### [Work to be completed]
Every line from the first one in the data below through the line holding "Tag the hanging" is to be written out exactly, with the pictures omitted.

### [Records for the task]

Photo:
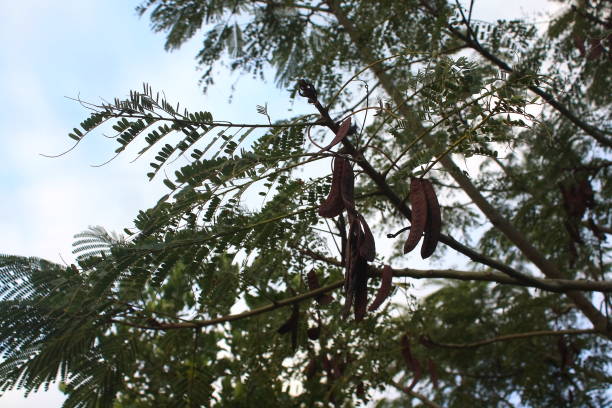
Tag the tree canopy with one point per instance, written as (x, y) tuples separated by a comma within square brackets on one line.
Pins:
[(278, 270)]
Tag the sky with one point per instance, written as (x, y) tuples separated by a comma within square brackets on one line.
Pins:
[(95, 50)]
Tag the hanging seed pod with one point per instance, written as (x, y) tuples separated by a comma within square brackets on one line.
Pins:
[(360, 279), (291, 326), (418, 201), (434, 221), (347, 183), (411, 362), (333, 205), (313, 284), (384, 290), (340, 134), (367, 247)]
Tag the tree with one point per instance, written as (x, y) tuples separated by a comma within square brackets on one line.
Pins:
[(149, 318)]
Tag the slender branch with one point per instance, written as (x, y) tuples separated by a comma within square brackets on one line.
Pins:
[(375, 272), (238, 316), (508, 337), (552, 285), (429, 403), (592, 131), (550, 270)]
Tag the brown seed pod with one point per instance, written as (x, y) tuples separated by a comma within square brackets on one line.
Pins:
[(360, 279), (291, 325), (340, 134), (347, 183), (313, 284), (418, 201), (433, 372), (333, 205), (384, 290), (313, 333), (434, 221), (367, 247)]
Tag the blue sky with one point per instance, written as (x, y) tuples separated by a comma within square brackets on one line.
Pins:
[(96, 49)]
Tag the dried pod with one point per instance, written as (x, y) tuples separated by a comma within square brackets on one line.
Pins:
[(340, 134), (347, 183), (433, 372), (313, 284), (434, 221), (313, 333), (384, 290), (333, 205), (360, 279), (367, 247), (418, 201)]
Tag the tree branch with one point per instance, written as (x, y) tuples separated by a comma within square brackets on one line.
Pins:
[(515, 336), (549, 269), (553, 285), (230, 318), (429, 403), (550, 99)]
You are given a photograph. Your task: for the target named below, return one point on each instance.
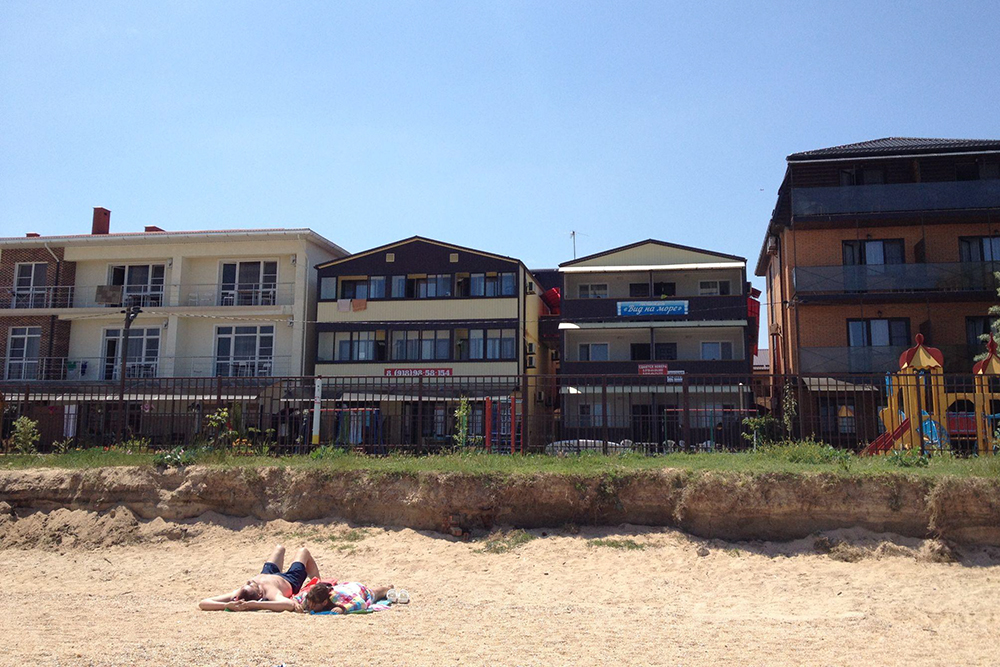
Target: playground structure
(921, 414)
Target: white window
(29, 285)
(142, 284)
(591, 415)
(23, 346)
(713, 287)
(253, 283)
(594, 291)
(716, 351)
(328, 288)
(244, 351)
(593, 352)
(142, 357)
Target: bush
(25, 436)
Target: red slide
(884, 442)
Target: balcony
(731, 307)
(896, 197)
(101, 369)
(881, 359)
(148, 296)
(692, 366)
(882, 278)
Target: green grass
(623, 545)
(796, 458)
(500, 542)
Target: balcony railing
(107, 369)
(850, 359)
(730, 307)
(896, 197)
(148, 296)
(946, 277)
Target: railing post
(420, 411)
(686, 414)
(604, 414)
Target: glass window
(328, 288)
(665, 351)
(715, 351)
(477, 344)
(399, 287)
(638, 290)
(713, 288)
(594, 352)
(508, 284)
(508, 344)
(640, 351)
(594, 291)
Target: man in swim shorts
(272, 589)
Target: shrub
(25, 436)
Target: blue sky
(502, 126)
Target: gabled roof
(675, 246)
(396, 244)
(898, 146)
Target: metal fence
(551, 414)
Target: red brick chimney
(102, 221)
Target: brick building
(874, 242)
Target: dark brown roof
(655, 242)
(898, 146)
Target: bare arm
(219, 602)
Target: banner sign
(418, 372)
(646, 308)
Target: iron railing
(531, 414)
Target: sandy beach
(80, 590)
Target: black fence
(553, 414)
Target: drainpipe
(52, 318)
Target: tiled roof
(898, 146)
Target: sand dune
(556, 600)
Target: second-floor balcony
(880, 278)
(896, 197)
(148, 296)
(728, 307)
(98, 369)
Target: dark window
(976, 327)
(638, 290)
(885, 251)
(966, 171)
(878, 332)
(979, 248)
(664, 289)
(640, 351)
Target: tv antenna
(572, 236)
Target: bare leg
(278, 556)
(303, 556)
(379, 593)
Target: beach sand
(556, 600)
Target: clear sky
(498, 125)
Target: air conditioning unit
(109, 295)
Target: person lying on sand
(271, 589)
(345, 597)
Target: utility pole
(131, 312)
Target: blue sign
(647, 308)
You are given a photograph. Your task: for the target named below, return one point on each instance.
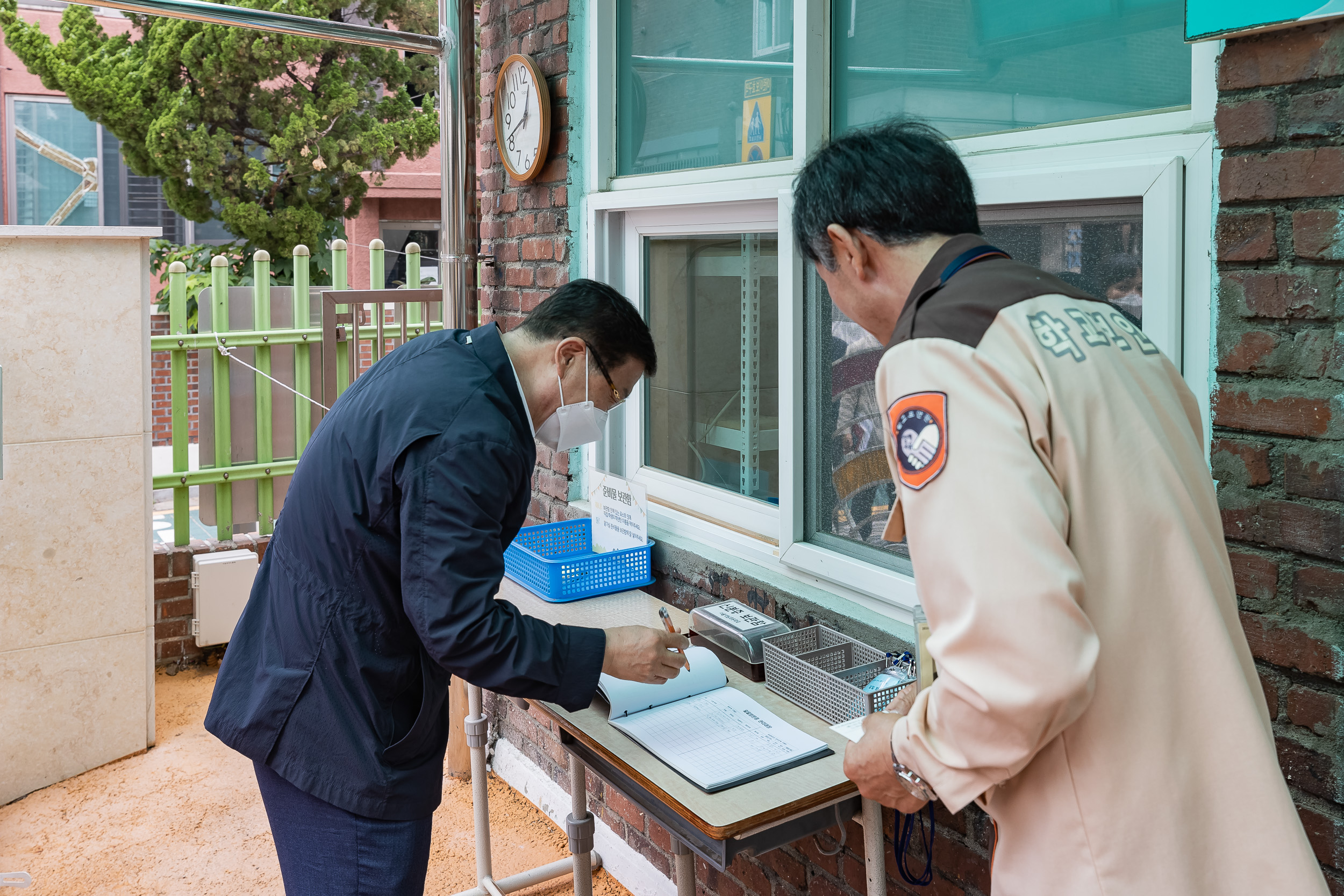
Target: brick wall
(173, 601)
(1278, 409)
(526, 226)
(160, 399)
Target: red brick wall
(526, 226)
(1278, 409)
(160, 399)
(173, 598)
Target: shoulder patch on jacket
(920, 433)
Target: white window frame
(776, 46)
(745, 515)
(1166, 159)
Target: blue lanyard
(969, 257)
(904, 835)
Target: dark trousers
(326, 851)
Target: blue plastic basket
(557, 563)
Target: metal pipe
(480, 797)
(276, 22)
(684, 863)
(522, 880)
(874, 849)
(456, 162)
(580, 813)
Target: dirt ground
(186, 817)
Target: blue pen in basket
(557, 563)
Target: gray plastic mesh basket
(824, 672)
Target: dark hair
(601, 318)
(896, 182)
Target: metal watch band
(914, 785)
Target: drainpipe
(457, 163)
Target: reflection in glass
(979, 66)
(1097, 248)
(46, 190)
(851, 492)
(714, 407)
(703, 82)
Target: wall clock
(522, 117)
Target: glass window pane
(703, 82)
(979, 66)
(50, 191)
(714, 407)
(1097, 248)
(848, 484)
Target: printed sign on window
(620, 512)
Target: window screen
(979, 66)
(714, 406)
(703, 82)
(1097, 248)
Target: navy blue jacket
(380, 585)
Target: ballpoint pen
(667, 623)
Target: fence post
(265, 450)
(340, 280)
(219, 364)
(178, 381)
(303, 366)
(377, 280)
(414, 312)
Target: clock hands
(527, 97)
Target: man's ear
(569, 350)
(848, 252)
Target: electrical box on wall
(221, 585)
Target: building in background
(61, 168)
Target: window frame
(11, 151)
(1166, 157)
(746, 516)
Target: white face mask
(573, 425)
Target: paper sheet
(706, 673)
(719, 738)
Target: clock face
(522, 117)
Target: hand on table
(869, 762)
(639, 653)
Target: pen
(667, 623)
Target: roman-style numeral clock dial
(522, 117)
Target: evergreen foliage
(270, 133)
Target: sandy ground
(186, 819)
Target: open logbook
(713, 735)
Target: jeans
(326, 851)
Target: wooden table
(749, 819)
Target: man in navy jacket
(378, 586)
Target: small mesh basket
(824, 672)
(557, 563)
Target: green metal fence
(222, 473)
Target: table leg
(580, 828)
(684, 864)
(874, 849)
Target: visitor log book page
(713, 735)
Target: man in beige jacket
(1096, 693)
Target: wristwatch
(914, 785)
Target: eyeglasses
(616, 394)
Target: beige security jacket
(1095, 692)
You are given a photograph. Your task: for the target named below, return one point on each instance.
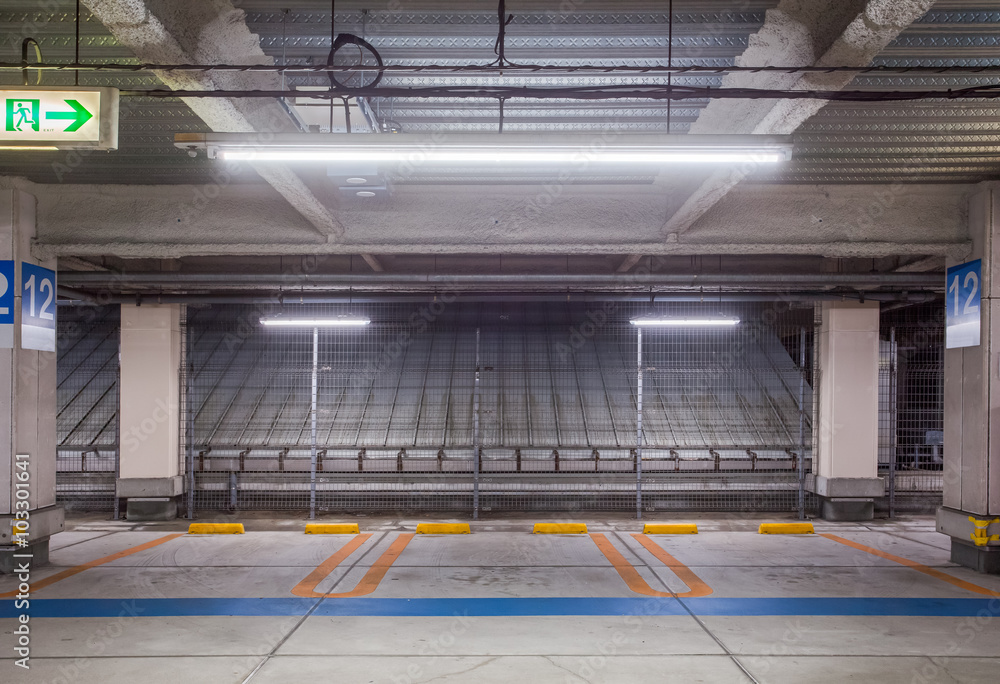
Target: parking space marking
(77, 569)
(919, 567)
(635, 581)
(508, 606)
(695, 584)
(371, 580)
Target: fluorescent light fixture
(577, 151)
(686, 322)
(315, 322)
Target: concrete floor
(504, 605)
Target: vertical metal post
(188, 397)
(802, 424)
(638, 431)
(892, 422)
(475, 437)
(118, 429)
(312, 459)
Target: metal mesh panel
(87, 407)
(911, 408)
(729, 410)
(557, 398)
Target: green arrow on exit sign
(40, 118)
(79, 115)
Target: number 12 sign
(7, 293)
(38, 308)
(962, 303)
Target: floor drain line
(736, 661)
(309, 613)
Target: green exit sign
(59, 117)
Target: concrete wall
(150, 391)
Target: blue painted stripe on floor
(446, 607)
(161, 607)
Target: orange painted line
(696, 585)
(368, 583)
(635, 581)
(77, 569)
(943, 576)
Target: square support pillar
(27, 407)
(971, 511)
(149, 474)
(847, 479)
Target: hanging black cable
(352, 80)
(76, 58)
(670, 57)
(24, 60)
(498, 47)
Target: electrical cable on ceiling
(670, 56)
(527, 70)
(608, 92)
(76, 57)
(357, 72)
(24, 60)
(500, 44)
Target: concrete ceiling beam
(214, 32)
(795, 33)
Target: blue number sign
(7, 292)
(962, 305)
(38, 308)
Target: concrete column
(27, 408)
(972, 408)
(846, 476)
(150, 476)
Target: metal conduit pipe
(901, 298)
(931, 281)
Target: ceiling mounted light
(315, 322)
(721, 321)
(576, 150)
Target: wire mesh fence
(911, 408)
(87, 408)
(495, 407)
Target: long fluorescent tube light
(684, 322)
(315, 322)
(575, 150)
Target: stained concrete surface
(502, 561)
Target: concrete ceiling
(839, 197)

### [Exercise answer]
Photo:
Tag the tree canopy with one point per instance, written as (x, y) tuples separated by a comma within square brackets on one line.
Pins:
[(278, 270)]
Tag the sky with one point per instance, written as (x, y) tuples separated by a comma within square brackets on one line.
Pins:
[(95, 50)]
Tag the hanging seed pod with one point per instance, written as (x, y) tuples separated by a comma within square brackets on one line.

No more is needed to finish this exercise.